## EXERCISE BRIEF
Please print each record that follows precisely as it appears.
RECORD SET below:
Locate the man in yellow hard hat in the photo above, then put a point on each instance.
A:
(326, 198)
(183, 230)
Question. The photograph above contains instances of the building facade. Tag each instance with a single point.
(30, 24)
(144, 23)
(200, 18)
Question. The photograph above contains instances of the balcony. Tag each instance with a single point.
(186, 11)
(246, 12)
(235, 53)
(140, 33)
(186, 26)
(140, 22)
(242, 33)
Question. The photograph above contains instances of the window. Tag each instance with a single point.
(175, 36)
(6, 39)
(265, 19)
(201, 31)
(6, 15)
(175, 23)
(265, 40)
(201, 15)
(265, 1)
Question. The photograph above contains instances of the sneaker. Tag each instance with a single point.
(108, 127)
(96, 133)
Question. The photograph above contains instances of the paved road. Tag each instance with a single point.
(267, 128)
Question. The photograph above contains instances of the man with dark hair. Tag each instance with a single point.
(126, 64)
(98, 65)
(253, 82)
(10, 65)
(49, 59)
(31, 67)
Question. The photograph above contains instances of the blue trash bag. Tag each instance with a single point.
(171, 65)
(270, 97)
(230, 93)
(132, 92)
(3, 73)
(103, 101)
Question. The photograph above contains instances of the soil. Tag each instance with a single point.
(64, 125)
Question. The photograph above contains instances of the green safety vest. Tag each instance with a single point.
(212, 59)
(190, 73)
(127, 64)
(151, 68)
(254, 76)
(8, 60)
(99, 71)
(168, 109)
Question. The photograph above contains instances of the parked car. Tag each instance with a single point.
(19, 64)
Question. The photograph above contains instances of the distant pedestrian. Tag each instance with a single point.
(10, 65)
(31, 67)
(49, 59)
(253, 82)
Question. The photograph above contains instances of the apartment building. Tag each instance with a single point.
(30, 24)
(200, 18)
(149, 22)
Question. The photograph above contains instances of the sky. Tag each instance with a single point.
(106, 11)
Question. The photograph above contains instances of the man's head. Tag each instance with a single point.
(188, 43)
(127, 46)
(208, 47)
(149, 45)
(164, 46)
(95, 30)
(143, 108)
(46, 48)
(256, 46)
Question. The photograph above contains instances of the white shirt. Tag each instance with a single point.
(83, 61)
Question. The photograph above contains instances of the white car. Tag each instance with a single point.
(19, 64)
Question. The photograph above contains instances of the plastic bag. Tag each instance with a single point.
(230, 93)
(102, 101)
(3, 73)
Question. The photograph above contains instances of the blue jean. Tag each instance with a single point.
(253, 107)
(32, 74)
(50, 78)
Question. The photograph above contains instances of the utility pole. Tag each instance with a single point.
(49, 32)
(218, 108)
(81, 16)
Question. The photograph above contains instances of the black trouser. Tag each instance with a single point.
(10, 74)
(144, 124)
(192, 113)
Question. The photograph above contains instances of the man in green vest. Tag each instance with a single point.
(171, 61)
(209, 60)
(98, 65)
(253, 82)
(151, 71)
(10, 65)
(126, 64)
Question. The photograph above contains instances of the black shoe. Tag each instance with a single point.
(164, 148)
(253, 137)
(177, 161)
End of RECORD SET.
## THE COMPLETED TASK
Locate the man in yellow hard hat in the photo above, then put a point on each instance.
A:
(326, 198)
(183, 230)
Question. The photograph above contains instances of the building facade. Tag each instance with a single point.
(30, 24)
(144, 23)
(200, 18)
Question. The photograph above contains instances of the balcony. Tag each instance with a single point.
(186, 11)
(246, 12)
(235, 53)
(140, 33)
(186, 26)
(140, 22)
(242, 33)
Question. The photograph above contains instances of the window. Tag each instance with a single point.
(175, 36)
(6, 39)
(265, 19)
(201, 31)
(6, 15)
(175, 23)
(265, 40)
(201, 15)
(265, 1)
Question. The photograph above contains instances of the sneaker. Tag each instance with a single point.
(108, 127)
(96, 133)
Question. The photograph above contains instances of the paved road. Tag each instance with a single point.
(267, 128)
Question. The photograph above contains instances of the man with dark hair. Tag each instance with a single point.
(126, 64)
(98, 65)
(253, 82)
(10, 65)
(49, 59)
(31, 67)
Question. The photograph above contains instances of the blue trash bag. Tag each instance with a single point.
(171, 65)
(270, 97)
(230, 93)
(132, 92)
(3, 73)
(103, 101)
Question. The photograph above contains instances of the soil. Tag each instance with a single point.
(64, 125)
Question. The photograph above contains instances of the green safety vest. Tag each instance with a single point.
(212, 59)
(190, 73)
(127, 64)
(151, 68)
(254, 76)
(8, 60)
(99, 71)
(168, 109)
Question. The photograph above contains instances of the parked car. Tag each instance with a single point.
(19, 64)
Question. The photograph above contains instances of the distant pedestrian. Tag each instance with a single point.
(10, 65)
(31, 67)
(49, 59)
(253, 82)
Question. The photograph above contains instances of the apartment building. Tag each instance with a single point.
(30, 24)
(200, 18)
(149, 22)
Question. The photograph above contains instances of the sky. Tag each instance with a single point.
(106, 11)
Question. The photograph above contains instances of the man's head. Tag each instance with a single point.
(188, 43)
(127, 46)
(208, 47)
(149, 45)
(164, 46)
(95, 30)
(143, 108)
(46, 48)
(256, 46)
Question. The photograph above contains instances of the white shirt. Tag each instance with a single point.
(83, 61)
Question. The photograph above contains instances of the white car. Tag each instance with a single point.
(19, 64)
Question. The photograph above contains instances of the plastic bag. Tag each instance with a single point.
(230, 93)
(102, 101)
(3, 73)
Question. The photograph above contains instances of the blue jean. Tag each instance with a single point.
(253, 107)
(32, 74)
(50, 78)
Question. The photograph above contains instances of the utility pole. Tag each instance with a single point.
(49, 32)
(218, 108)
(81, 16)
Question. The photograph above contains instances of the black trouser. Tag each instance with a single point.
(10, 74)
(144, 124)
(192, 113)
Question. The photograph above contains instances of the man in green vest. Tag each instance with a single point.
(171, 61)
(209, 60)
(98, 65)
(253, 82)
(151, 71)
(10, 65)
(126, 64)
Question. The photograph above contains instances of the black shoe. Tag each instance with a single point.
(164, 148)
(253, 137)
(177, 161)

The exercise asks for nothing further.